_Study text_.
──────
I am so grateful to be sober today. I’m grateful for seeing a friend on Friday, for a slow weekend, for it finally being Fall and for vacation coming up soon. I’m grateful for working from home, for seeing my sponsor yesterday. I’m grateful for our home, my health, being able to communicate, having this space, for finding an attitude of gratitude again. I’m grateful for coffee, really good books, HP and AA.
Morning my friends!! Hope everyone had a lovely weekend as always (: I’m on time today wooooo!
Apparently I have a lot on my mind today so let’s start with how on Friday I had the most wonderful and refreshing dinner with a dear friend and as two oyster lovers we of course had to get a dozen to start. Mom, I swear to god if you yell at me about oysters I’m going to unsubscribe you. Anyway, we got different ones to try and the whole time I was thinking about how girlfriends go out on a Friday night for wine tastings and there we were on a Friday night, two sober women oyster tasting. And it just filled me with so much joy + is a friendly reminder that sobriety is not boring. Yes you don’t drink anymore but that doesn’t mean wine tasting orrrrr whisky tasting or whatever tasting you’re into can’t be replaced with something enjoyable and yah know what? No hangover the next day. I’m so very grateful for that friend and the wonderful time we had.
──────
_What you will do_.
In the gratitude post, what did the writer and a friend order to start their Friday dinner? The records play no part in what follows.
──────
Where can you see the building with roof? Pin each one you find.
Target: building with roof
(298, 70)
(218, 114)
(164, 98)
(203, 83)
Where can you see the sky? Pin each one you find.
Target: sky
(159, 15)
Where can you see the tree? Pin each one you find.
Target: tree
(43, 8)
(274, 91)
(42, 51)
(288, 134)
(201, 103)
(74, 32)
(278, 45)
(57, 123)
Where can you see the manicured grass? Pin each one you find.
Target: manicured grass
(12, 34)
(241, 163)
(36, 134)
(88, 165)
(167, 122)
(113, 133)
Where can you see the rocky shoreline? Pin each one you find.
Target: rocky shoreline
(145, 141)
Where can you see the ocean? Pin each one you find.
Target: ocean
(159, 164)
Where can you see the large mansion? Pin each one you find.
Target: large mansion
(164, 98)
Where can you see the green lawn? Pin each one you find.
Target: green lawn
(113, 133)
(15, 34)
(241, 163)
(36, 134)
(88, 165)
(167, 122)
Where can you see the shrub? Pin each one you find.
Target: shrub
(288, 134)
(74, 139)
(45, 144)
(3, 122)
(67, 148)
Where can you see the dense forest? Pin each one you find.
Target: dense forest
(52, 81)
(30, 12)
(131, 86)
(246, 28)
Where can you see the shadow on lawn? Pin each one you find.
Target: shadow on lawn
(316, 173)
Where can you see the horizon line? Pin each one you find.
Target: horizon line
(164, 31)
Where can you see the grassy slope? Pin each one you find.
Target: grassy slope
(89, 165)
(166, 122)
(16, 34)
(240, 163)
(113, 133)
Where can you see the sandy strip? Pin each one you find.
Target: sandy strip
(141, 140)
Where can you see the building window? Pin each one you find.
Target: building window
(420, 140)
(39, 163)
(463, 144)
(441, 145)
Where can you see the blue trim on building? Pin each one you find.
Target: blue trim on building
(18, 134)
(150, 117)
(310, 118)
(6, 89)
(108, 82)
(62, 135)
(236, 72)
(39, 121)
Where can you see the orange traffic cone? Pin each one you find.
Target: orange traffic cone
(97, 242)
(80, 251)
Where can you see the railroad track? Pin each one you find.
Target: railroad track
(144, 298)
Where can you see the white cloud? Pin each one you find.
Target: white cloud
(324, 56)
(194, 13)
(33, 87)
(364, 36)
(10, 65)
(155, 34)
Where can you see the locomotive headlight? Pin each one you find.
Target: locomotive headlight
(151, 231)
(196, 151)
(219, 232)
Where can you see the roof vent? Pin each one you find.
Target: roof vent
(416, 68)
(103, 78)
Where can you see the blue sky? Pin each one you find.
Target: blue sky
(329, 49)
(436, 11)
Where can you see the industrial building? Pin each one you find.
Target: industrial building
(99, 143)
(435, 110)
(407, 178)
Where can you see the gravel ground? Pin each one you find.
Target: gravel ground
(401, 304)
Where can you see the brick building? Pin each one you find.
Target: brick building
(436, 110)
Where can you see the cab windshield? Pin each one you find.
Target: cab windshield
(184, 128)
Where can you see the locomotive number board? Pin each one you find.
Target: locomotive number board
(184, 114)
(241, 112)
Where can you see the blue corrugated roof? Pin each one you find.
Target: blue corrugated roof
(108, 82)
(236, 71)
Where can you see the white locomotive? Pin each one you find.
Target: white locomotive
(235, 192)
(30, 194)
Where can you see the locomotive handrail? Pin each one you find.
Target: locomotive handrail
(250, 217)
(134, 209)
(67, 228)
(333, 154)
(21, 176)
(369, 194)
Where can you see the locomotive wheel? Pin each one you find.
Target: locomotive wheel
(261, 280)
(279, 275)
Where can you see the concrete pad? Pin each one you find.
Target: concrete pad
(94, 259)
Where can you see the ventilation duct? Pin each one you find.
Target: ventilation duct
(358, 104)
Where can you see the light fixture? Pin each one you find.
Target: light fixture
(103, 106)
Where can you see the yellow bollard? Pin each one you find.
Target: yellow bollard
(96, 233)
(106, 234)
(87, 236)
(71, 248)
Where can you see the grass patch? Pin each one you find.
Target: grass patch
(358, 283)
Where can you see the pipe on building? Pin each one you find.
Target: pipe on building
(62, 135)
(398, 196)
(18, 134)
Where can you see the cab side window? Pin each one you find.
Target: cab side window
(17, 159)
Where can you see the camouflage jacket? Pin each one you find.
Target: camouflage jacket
──────
_Task answer_.
A dozen oysters.